[Start Provided records]

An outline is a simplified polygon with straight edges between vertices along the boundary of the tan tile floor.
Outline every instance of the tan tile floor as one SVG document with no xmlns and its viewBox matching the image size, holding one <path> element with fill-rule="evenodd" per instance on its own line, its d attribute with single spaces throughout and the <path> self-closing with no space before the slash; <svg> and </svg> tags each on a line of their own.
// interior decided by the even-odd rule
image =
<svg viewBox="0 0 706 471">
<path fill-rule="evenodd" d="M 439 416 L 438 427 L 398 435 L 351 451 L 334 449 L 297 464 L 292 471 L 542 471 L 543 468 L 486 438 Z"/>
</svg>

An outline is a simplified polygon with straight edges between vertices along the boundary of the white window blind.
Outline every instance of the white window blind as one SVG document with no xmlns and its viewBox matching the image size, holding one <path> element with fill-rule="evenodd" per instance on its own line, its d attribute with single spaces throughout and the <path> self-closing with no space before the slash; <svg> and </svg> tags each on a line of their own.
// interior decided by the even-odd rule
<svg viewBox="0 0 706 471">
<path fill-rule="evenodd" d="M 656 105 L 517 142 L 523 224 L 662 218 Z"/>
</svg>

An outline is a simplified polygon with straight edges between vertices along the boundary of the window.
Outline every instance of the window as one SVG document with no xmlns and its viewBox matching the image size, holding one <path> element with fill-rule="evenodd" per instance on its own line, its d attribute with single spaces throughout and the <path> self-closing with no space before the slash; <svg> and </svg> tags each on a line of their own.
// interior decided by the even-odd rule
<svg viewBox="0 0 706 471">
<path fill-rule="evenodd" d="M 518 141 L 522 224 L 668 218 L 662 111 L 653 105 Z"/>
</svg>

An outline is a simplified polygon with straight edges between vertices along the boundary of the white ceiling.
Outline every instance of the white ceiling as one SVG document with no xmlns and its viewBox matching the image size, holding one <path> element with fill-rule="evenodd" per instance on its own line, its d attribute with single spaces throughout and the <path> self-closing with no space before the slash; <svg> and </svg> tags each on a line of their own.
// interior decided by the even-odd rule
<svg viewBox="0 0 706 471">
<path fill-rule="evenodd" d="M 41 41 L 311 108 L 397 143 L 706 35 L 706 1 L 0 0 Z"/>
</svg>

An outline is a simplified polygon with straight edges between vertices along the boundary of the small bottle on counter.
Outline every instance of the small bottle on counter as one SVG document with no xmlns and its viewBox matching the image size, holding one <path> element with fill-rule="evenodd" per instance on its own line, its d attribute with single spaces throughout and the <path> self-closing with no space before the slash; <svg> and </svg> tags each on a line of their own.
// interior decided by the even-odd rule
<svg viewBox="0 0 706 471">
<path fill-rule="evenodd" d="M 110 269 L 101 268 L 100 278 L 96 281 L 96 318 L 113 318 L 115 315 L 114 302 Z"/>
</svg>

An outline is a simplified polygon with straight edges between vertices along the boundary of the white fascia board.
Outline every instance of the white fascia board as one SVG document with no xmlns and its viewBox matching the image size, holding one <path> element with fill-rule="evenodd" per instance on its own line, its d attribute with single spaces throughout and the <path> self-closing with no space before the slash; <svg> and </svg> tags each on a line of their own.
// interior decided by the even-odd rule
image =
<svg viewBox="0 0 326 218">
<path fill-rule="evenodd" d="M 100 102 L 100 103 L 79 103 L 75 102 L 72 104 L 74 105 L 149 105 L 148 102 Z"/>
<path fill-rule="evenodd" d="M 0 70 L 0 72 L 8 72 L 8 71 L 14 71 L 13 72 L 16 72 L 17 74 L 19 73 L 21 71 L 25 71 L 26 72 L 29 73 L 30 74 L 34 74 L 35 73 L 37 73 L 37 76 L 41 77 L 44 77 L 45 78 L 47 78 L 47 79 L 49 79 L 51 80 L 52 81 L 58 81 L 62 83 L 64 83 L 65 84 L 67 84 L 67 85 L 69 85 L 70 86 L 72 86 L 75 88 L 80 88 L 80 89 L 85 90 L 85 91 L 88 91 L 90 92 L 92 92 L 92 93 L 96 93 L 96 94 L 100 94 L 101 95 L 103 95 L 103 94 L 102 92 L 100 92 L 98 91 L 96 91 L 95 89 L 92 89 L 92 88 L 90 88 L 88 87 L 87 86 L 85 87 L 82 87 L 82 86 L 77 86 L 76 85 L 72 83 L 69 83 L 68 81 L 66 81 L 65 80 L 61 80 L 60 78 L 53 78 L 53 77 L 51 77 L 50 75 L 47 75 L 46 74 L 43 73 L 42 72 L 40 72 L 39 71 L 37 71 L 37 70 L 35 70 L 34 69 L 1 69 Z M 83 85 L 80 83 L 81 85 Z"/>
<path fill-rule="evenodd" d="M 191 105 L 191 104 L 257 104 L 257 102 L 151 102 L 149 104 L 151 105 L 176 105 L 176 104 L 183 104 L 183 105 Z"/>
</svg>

[End Provided records]

Written exercise — Emit the records above again, exactly, with no line skipped.

Response below —
An outline is a simplified polygon with straight edges between vertices along the boundary of the tan tile floor.
Outline every instance of the tan tile floor as one SVG document with no xmlns and its viewBox matching the image size, holding one <path> element with fill-rule="evenodd" per instance on its own line, its d attribute with single spaces throughout and the <path> self-closing with no space before the slash; <svg> and </svg> tags each on a line of their own.
// interior decided by the even-odd rule
image =
<svg viewBox="0 0 706 471">
<path fill-rule="evenodd" d="M 439 416 L 438 427 L 398 435 L 351 451 L 334 449 L 297 464 L 292 471 L 542 471 L 543 468 L 486 438 Z"/>
</svg>

An outline is a simplified polygon with straight edges between vertices along the boundary of the white window blind.
Outline every instance of the white window blind as one SVG document with no xmlns and its viewBox matching the image size, holding one <path> element with fill-rule="evenodd" per instance on its own line, its d attribute with single spaces throughout and the <path> self-closing with no space before the slash; <svg> and </svg> tags each on a line of their own.
// interior decided by the even-odd rule
<svg viewBox="0 0 706 471">
<path fill-rule="evenodd" d="M 656 105 L 517 142 L 523 224 L 662 218 Z"/>
</svg>

An outline is a simplified polygon with straight edges between vertices along the boundary of the window.
Outline every instance of the window as one SVG document with no xmlns and its viewBox matching the image size, holding one <path> element with fill-rule="evenodd" per instance on its own line, its d attribute with single spaces throughout and the <path> self-closing with no space before the slash; <svg> and </svg> tags each on a line of their own.
// interior decided by the even-odd rule
<svg viewBox="0 0 706 471">
<path fill-rule="evenodd" d="M 518 141 L 522 224 L 668 218 L 662 111 L 653 105 Z"/>
</svg>

An outline is a simplified polygon with straight edges between vertices along the boundary of the white ceiling.
Outline every instance of the white ceiling as one SVG document with no xmlns and its viewBox matching the image size, holding one <path> element with fill-rule="evenodd" per instance on its own line, its d attribute with single spaces throughout and the <path> self-closing with no space before the slash; <svg> and </svg> tags each on a line of their own.
// interior decided by the even-odd rule
<svg viewBox="0 0 706 471">
<path fill-rule="evenodd" d="M 41 41 L 311 108 L 397 143 L 706 35 L 706 1 L 0 0 Z"/>
</svg>

An outline is a simplified polygon with straight edges between vertices along the boundary of the small bottle on counter.
Outline every instance of the small bottle on counter as one SVG document with no xmlns and its viewBox matching the image size, holding one <path> element with fill-rule="evenodd" per instance on its own line, its d attribute with single spaces throughout and the <path> self-closing with no space before the slash; <svg> and </svg> tags each on a line of their own.
// interior decided by the even-odd rule
<svg viewBox="0 0 706 471">
<path fill-rule="evenodd" d="M 110 269 L 101 268 L 100 278 L 96 281 L 96 318 L 113 318 L 115 315 L 114 302 Z"/>
</svg>

An outline is a simplified polygon with straight edges between vertices along the boundary of the white fascia board.
Outline every instance of the white fascia board as one SVG document with no xmlns and its viewBox matching the image size, holding one <path> element with fill-rule="evenodd" per instance on its own line, its d attribute with single spaces throughout and the <path> self-closing with no space before the slash; <svg> and </svg> tags each on a line of their own.
// interior decided by the even-odd rule
image =
<svg viewBox="0 0 326 218">
<path fill-rule="evenodd" d="M 100 102 L 100 103 L 79 103 L 75 102 L 72 104 L 74 105 L 149 105 L 148 102 Z"/>
<path fill-rule="evenodd" d="M 0 70 L 0 72 L 8 72 L 8 71 L 14 71 L 13 72 L 16 72 L 17 74 L 19 73 L 21 71 L 25 71 L 26 72 L 29 73 L 30 74 L 34 74 L 35 73 L 37 73 L 37 76 L 41 77 L 44 77 L 45 78 L 47 78 L 47 79 L 49 79 L 51 80 L 52 81 L 58 81 L 62 83 L 64 83 L 65 84 L 67 84 L 67 85 L 69 85 L 70 86 L 72 86 L 75 88 L 80 88 L 80 89 L 85 90 L 85 91 L 88 91 L 90 92 L 92 92 L 92 93 L 96 93 L 96 94 L 100 94 L 101 95 L 103 95 L 103 94 L 102 92 L 100 92 L 98 91 L 96 91 L 95 89 L 92 89 L 92 88 L 90 88 L 88 87 L 87 86 L 85 87 L 82 87 L 82 86 L 77 86 L 76 85 L 72 83 L 69 83 L 68 81 L 66 81 L 65 80 L 61 80 L 60 78 L 53 78 L 53 77 L 51 77 L 50 75 L 47 75 L 46 74 L 43 73 L 42 72 L 40 72 L 39 71 L 37 71 L 37 70 L 35 70 L 34 69 L 1 69 Z M 83 85 L 80 83 L 81 85 Z"/>
<path fill-rule="evenodd" d="M 191 105 L 191 104 L 257 104 L 257 102 L 151 102 L 149 104 L 151 105 L 176 105 L 176 104 L 183 104 L 183 105 Z"/>
</svg>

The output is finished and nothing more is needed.